▶ **CHALLENGE**
From the ABI patch email below, list each file that gets its own asterisked entry in the change log.

━━ PROVIDED TEXT

On Tue, May 15, 2012 at 9:07 AM, Michael Matz <matz@suse.de> wrote:
> Hi,
>
> On Mon, 14 May 2012, H.J. Lu wrote:
>
>> > As a minor nitpick, I have always used x32 with a lower case x.  The
>> > capital X32 looks odd to me.
>> >
>>
>> I used X32 together with LP64.  I can use ILP32 instead of X32 when LP64
>> is mentioned at the same time.
>
> I'd prefer that.  x32 is a nice short-hand name for the whole thing, but
> not descriptive, unlike LP64.  So, yes, IMO it should be ILP32 in the ABI
> document.
>

Here is the updated change.  Any comments?

Thanks.



-- 
H.J.

[-- Attachment #2: psabi-x32-2.patch --]
[-- Type: application/octet-stream, Size: 27350 bytes --]

2012-05-17  H.J. Lu  <hongjiu.lu@intel.com>

	* abi.tex (title): Mention LP64/ILP32. 
	(author): Add H.J. Lu and Milind Girkar.
	Include x32.tex.

	* development.tex: Add _ILP32 and __ILP32__ for ILP32.  Also
	document _LP64 and __LP64__.

	* dl.tex: List ILP32 program interpreter.

	* introduction.tex (Introduction): Add a label.
	Describe ILP32 and LP64.

	* low-level-sys-info.tex (Scalar Types table): Add ILP32/LP64 to
	long and long long.  Modify long and pointer types for ILP32 and
	LP64.  Use \myfontsize instead of \small.
	(Architectural Constraints): Add a lebel.  Mention small model
	for ILP32.

	* macros.tex (myfontsize): New.

	* object-files.tex (Programming Model): New subsubsection
	(File Class): Likewise.
	(Data Encoding): Likewise.
	(Processor identification}): Likewise.
	(Relocation Types): Add wordclass.  Allow Elf32_Rel relocations
	within ILP32 executable files or shared objects.
	(Relocation Types): Use small font.  Mark R_X86_64_GLOB_DAT,
	R_X86_64_JUMP_SLOT, R_X86_64_RELATIVE and R_X86_64_IRELATIVE
	with wordclass.  Mark R_X86_64_PC64, R_X86_64_GOTOFF64 and
	R_X86_64_SIZE64 used only for LP64.  Add R_X86_64_RELATIVE64 for
	ILP32.

	* x32.tex: New file.

━━━━
━━ DATASET RECORDS

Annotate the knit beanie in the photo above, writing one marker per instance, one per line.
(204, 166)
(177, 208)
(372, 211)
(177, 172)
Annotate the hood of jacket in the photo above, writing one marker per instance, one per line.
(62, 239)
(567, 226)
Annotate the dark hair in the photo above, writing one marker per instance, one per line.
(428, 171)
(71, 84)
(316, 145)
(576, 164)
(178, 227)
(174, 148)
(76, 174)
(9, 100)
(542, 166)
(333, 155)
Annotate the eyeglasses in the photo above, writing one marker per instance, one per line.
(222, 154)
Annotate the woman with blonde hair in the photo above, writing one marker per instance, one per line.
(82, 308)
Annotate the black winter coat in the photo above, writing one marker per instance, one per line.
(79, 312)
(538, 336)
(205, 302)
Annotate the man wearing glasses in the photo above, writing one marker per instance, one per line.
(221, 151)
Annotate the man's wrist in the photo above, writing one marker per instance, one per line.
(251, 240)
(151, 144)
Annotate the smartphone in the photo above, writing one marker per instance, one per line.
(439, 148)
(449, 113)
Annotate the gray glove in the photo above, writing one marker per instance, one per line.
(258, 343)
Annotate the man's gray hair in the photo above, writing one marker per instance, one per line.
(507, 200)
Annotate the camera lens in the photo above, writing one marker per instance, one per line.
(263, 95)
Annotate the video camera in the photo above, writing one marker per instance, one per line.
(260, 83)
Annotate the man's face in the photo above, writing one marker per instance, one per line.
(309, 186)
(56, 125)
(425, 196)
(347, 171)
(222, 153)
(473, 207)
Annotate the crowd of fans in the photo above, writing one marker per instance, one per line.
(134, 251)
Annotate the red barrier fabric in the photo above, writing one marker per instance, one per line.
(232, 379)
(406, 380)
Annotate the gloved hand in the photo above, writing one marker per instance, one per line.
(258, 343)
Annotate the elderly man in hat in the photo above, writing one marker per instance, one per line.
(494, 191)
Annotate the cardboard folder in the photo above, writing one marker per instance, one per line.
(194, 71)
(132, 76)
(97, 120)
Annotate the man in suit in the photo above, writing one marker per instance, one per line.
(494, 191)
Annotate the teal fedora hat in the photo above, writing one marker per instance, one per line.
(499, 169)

━━━━

▶ **EXERCISE RESPONSE**
abi.tex, development.tex, dl.tex, introduction.tex, low-level-sys-info.tex, macros.tex, object-files.tex, x32.tex